### YOUR GOAL
Transcribe exactly, and only, the lines running from the one with "Target: night sky" to the end of the entries below, both included, without any pictures.
Segment Start: GIVEN DATA
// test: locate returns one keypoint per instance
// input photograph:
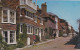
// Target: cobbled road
(56, 44)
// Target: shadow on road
(72, 41)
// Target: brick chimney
(44, 7)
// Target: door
(28, 41)
(40, 35)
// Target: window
(12, 36)
(5, 16)
(12, 16)
(35, 19)
(21, 28)
(5, 36)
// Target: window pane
(5, 17)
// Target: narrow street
(57, 44)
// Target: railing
(29, 3)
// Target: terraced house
(8, 24)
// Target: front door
(40, 35)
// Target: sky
(68, 10)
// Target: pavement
(53, 44)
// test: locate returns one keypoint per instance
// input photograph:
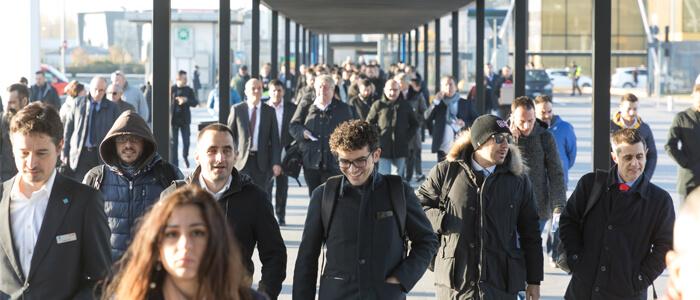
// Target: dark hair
(365, 82)
(522, 101)
(38, 117)
(276, 83)
(218, 127)
(627, 136)
(21, 90)
(354, 135)
(221, 273)
(629, 97)
(543, 99)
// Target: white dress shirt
(218, 194)
(26, 216)
(279, 112)
(254, 141)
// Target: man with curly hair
(364, 219)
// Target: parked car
(561, 80)
(57, 79)
(624, 77)
(537, 82)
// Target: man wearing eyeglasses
(480, 202)
(366, 255)
(132, 177)
(114, 94)
(85, 128)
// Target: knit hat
(484, 127)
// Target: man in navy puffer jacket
(131, 179)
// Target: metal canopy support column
(274, 45)
(437, 55)
(415, 57)
(479, 65)
(601, 84)
(224, 59)
(520, 48)
(255, 43)
(161, 75)
(296, 49)
(303, 46)
(426, 53)
(287, 50)
(408, 48)
(455, 45)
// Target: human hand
(532, 292)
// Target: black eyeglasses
(503, 137)
(358, 163)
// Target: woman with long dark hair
(183, 250)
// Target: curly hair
(354, 135)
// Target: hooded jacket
(249, 213)
(493, 218)
(129, 191)
(540, 153)
(397, 125)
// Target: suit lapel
(5, 228)
(55, 212)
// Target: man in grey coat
(85, 128)
(132, 95)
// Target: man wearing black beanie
(480, 202)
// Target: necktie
(253, 121)
(623, 187)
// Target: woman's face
(184, 242)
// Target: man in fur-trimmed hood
(481, 204)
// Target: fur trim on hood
(462, 149)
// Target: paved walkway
(576, 110)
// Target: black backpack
(165, 174)
(333, 190)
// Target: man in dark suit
(255, 131)
(284, 110)
(54, 237)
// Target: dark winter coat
(317, 155)
(397, 125)
(504, 231)
(683, 146)
(364, 246)
(436, 120)
(541, 155)
(619, 249)
(249, 213)
(361, 107)
(128, 196)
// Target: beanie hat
(484, 127)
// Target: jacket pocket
(445, 261)
(516, 272)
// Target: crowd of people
(90, 210)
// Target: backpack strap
(601, 176)
(99, 176)
(450, 178)
(398, 201)
(331, 192)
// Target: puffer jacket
(494, 248)
(128, 195)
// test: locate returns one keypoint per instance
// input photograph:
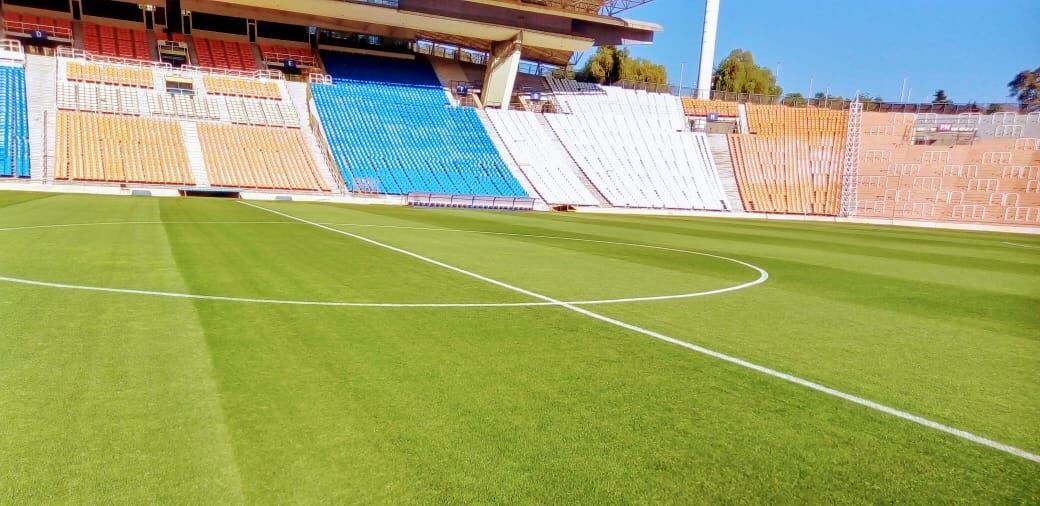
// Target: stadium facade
(456, 103)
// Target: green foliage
(795, 100)
(118, 398)
(1025, 88)
(611, 64)
(737, 73)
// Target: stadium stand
(241, 86)
(258, 157)
(15, 151)
(25, 24)
(993, 178)
(120, 43)
(278, 54)
(540, 158)
(109, 74)
(633, 148)
(111, 148)
(696, 107)
(793, 161)
(392, 130)
(225, 54)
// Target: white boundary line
(700, 349)
(762, 274)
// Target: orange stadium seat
(793, 162)
(258, 157)
(120, 43)
(993, 181)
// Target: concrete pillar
(501, 73)
(707, 49)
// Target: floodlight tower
(707, 49)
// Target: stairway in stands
(573, 164)
(505, 156)
(297, 94)
(724, 162)
(41, 85)
(196, 159)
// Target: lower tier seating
(992, 181)
(392, 131)
(93, 147)
(696, 107)
(121, 43)
(14, 122)
(540, 157)
(258, 157)
(787, 175)
(241, 87)
(225, 54)
(633, 162)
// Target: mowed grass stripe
(957, 356)
(106, 398)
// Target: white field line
(700, 349)
(1021, 245)
(762, 274)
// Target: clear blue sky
(970, 49)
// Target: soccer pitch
(184, 350)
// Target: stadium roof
(605, 7)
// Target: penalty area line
(700, 349)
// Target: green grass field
(114, 397)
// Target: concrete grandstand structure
(333, 100)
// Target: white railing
(278, 56)
(51, 30)
(68, 52)
(265, 74)
(318, 78)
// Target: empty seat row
(14, 123)
(258, 157)
(108, 148)
(84, 97)
(121, 43)
(109, 74)
(391, 130)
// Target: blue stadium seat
(14, 121)
(392, 130)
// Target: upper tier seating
(696, 107)
(992, 180)
(15, 147)
(26, 24)
(795, 164)
(121, 149)
(632, 145)
(225, 54)
(391, 130)
(109, 74)
(241, 87)
(278, 54)
(540, 157)
(258, 157)
(121, 43)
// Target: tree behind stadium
(611, 64)
(1025, 87)
(739, 74)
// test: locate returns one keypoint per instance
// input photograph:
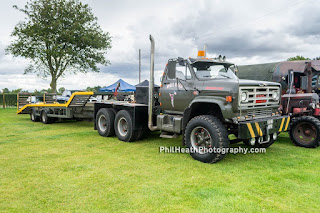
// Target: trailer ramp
(77, 99)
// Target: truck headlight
(275, 95)
(244, 97)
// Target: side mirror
(171, 69)
(236, 70)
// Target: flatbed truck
(204, 101)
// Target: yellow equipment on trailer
(48, 113)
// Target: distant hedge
(11, 99)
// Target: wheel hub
(200, 139)
(305, 132)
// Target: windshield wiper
(179, 80)
(225, 76)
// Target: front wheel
(305, 131)
(207, 138)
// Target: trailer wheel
(44, 117)
(207, 132)
(105, 122)
(305, 131)
(123, 126)
(33, 116)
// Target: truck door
(177, 89)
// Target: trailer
(204, 101)
(77, 107)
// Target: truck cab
(203, 100)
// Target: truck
(300, 99)
(201, 99)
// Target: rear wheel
(123, 126)
(206, 132)
(44, 117)
(105, 122)
(33, 116)
(305, 131)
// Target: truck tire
(123, 126)
(305, 131)
(33, 116)
(105, 122)
(44, 117)
(209, 132)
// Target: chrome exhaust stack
(151, 87)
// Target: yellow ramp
(71, 99)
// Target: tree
(6, 90)
(298, 58)
(93, 89)
(59, 36)
(16, 91)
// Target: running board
(168, 135)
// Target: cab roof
(209, 60)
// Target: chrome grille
(260, 113)
(259, 96)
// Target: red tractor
(300, 82)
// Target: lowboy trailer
(76, 108)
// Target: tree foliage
(298, 58)
(59, 36)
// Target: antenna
(139, 66)
(205, 50)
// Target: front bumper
(262, 127)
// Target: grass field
(69, 167)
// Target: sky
(246, 32)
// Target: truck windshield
(213, 71)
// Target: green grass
(69, 167)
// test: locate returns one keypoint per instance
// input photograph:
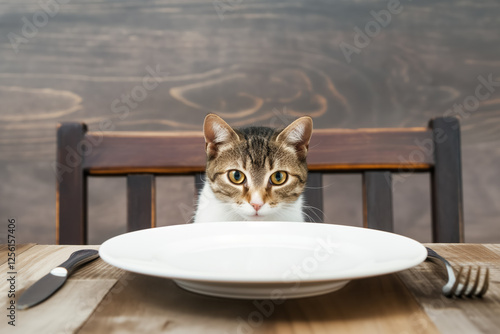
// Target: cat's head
(257, 170)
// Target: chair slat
(71, 211)
(183, 153)
(314, 197)
(141, 202)
(446, 182)
(377, 200)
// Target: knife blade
(50, 283)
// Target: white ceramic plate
(262, 260)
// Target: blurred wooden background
(252, 62)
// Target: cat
(254, 173)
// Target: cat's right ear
(217, 134)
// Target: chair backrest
(375, 153)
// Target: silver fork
(453, 287)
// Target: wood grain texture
(102, 299)
(354, 309)
(262, 63)
(56, 315)
(160, 152)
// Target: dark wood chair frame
(378, 154)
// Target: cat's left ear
(298, 134)
(217, 134)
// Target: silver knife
(50, 283)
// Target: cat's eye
(236, 176)
(278, 178)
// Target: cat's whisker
(314, 209)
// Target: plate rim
(227, 280)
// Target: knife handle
(78, 258)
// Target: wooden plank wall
(162, 65)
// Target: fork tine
(471, 291)
(455, 285)
(485, 283)
(462, 286)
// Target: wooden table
(102, 299)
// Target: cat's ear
(298, 134)
(217, 133)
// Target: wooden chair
(377, 154)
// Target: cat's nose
(256, 206)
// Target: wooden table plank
(150, 304)
(458, 315)
(102, 299)
(19, 249)
(67, 309)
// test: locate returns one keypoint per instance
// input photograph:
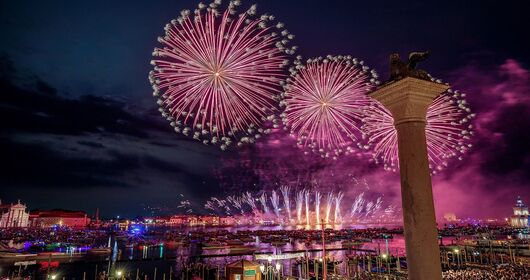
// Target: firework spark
(324, 102)
(448, 131)
(286, 200)
(218, 75)
(338, 201)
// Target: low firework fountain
(287, 201)
(275, 200)
(338, 200)
(306, 199)
(317, 206)
(361, 210)
(329, 203)
(263, 200)
(299, 205)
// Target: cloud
(53, 146)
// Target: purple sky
(80, 128)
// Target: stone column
(408, 100)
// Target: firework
(218, 74)
(299, 199)
(338, 201)
(263, 201)
(448, 131)
(318, 196)
(329, 203)
(286, 201)
(324, 102)
(275, 200)
(306, 199)
(357, 205)
(361, 209)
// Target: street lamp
(269, 270)
(457, 260)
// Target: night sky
(80, 129)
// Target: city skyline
(89, 137)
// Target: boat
(100, 251)
(15, 255)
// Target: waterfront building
(520, 215)
(58, 217)
(13, 215)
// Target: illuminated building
(450, 217)
(13, 215)
(520, 214)
(58, 217)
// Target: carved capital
(409, 98)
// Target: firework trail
(318, 196)
(237, 202)
(448, 131)
(306, 198)
(218, 74)
(359, 209)
(263, 201)
(249, 200)
(329, 202)
(378, 204)
(369, 208)
(338, 200)
(357, 206)
(299, 205)
(286, 200)
(275, 200)
(324, 102)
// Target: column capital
(408, 98)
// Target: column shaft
(423, 254)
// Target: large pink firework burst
(218, 74)
(324, 102)
(448, 131)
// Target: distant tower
(520, 214)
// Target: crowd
(508, 272)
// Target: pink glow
(325, 101)
(217, 75)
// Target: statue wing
(415, 57)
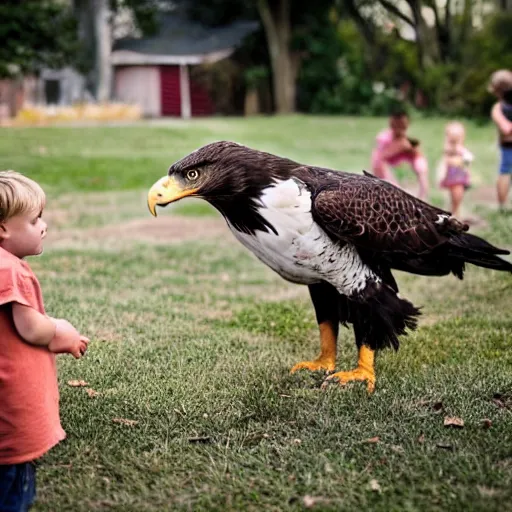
Segment End: GIVEN DATA
### RESPONSE FOR THIS EXERCISE
// Target: night sky
(80, 129)
// Target: city skyline
(89, 137)
// Target: boat
(100, 251)
(15, 255)
// Target: waterfront building
(520, 215)
(58, 217)
(13, 215)
// Target: illuminated building
(450, 217)
(13, 215)
(520, 214)
(58, 217)
// Target: carved capital
(409, 98)
// Target: firework trail
(318, 196)
(237, 202)
(448, 131)
(306, 198)
(218, 74)
(359, 209)
(263, 201)
(249, 200)
(329, 202)
(378, 204)
(369, 208)
(338, 200)
(357, 206)
(299, 205)
(286, 200)
(275, 200)
(324, 102)
// Target: column capital
(408, 98)
// Target: column shaft
(423, 254)
// Target: large pink firework burst
(218, 74)
(324, 102)
(448, 131)
// Target: distant tower
(520, 214)
// Target: crowd
(508, 272)
// Target: pink glow
(325, 101)
(217, 75)
// Target: statue wing
(415, 57)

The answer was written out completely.